▶ **Excerpt**
Regarding Claim 19, Claim 19 recites a computer program embodied on computer-readable storage that implements the methods of Claim 1. Therefore, the rejection of Claim 1 is equally applied (Page 7: Simulation Settings: suggests that the methods described are implemented on a computer system with a computer program.).
Regarding Claim 20, Claim 20 recites a computer system that implements the method of Claim 1. Therefore, the rejection of Claim 1 is equally applied (Page 7: Simulation Settings: suggests that the methods described are implemented on a computer system with a computer program.).

Claim Rejections - 35 USC § 103
The following is a quotation of 35 U.S.C. 103 which forms the basis for all obviousness rejections set forth in this Office action:
A patent for a claimed invention may not be obtained, notwithstanding that the claimed invention is not identically disclosed as set forth in section 102, if the differences between the claimed invention and the prior art are such that the claimed invention as a whole would have been obvious before the effective filing date of the claimed invention to a person having ordinary skill in the art to which the claimed invention pertains. Patentability shall not be negated by the manner in which the invention was made.

Claims 3-5 and 7-16 are rejected under 35 U.S.C. 103 as being unpatentable over Lee as applied to claims above, and further in view of Kocaoglu, Murat, et al. "Causalgan: Learning causal implicit generative models with adversarial training." arXiv preprint arXiv:1709.02023 (2017).; hereafter: Kocaoglu).
Regarding Claim 3, Lee teaches: the method of claim 1, but does not explicitly disclose wherein the observed data points comprise a first group of the data points which do not include the effect of at least one manipulation, and a second group of said data points which do include the effect of the at least one manipulation.
In a related art, Kocaoglu teaches: wherein the observed data points comprise a first group of the data points which do not include the effect of at least one manipulation, and a second group of said data points which do include the effect of the at least one manipulation (Section 5: Causal Generative Adversarial Networks: “First, train a generative model over the labels, then train a generative model for the images conditioned on the labels.”; suggests that there are two separate data groups where the first group has no conditioning/manipulation and the second does.) for separating observed data points based on manipulation and conditional effects.

▶ **Written request 1**
Translate this sentence from the office action excerpt into Spanish: "Patentability shall not be negated by the manner in which the invention was made."
▶ **Written request 2**
Repeat the office action excerpt word for word, starting with "Regarding Claim 3, Lee" and going on through "least one manipulation.".
▶ **Written request 3**
Summarize the office action excerpt in three sentences.
The records that follow are separate material and have no connection to the office action excerpt.

▶ **Record extracts**
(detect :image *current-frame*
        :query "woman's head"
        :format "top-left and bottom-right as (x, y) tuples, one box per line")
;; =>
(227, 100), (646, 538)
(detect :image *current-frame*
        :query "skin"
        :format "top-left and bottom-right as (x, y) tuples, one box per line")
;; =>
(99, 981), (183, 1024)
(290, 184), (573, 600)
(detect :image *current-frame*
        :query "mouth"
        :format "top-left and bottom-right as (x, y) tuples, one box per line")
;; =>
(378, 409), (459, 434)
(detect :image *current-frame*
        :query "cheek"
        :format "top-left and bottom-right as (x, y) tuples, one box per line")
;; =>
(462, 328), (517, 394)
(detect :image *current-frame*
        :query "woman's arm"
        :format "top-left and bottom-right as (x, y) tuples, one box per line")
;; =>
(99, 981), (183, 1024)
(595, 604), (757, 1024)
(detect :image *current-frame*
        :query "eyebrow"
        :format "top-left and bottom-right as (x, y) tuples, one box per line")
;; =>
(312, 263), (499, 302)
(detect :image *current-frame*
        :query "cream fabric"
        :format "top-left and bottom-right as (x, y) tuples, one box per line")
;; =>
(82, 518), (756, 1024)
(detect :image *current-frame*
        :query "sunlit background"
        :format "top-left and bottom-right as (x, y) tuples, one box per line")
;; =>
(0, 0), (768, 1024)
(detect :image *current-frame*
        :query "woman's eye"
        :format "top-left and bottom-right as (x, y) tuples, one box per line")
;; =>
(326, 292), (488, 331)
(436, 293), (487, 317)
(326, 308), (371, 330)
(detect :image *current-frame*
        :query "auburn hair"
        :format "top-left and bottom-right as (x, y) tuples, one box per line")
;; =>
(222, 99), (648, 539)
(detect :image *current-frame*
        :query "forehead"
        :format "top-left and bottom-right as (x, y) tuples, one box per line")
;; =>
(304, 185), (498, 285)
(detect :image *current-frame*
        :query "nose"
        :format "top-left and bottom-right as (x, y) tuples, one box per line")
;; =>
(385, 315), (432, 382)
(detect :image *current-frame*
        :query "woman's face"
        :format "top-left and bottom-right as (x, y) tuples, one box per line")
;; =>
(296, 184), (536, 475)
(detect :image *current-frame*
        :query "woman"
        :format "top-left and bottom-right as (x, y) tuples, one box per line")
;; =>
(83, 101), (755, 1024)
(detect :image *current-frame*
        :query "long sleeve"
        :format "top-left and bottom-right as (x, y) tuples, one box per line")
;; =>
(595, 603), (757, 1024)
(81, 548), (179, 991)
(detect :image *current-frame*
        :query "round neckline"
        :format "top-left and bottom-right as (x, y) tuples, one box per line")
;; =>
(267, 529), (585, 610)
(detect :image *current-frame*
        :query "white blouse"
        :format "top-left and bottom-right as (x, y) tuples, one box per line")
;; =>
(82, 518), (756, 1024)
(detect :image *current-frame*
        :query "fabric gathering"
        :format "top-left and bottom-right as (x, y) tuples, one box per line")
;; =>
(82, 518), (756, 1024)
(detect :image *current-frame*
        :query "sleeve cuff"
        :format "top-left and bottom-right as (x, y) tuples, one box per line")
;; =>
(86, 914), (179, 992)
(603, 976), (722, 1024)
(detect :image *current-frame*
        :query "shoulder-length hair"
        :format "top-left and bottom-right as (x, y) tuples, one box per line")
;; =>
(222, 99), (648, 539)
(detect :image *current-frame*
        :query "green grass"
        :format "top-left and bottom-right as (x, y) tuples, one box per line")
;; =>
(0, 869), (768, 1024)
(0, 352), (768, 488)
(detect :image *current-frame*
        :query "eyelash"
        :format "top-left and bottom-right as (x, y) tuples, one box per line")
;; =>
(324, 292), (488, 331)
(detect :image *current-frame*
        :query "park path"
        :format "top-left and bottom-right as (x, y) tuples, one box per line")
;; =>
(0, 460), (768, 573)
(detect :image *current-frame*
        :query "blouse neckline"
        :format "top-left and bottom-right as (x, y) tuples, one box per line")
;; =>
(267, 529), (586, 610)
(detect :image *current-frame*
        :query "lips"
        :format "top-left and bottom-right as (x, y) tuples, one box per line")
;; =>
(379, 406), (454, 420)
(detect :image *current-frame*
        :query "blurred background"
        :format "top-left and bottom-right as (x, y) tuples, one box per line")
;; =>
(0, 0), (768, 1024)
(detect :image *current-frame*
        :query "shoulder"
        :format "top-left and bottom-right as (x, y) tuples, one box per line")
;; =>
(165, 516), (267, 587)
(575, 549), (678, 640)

▶ **Task result 1**
La patentabilidad no se verá negada por la manera en que se realizó la invención.

▶ **Task result 2**
Regarding Claim 3, Lee teaches: the method of claim 1, but does not explicitly disclose wherein the observed data points comprise a first group of the data points which do not include the effect of at least one manipulation, and a second group of said data points which do include the effect of the at least one manipulation.

▶ **Task result 3**
Claims 19 and 20 recite a computer program on computer-readable storage and a computer system that implement the method of Claim 1, so the rejection of Claim 1 is equally applied to them. Claims 3-5 and 7-16 are rejected under 35 U.S.C. 103, the quoted statute that is the basis for all obviousness rejections in the action, as unpatentable over Lee in further view of Kocaoglu. For Claim 3, Lee does not explicitly disclose observed data points divided into a group without and a group with the effect of at least one manipulation, but Kocaoglu teaches this.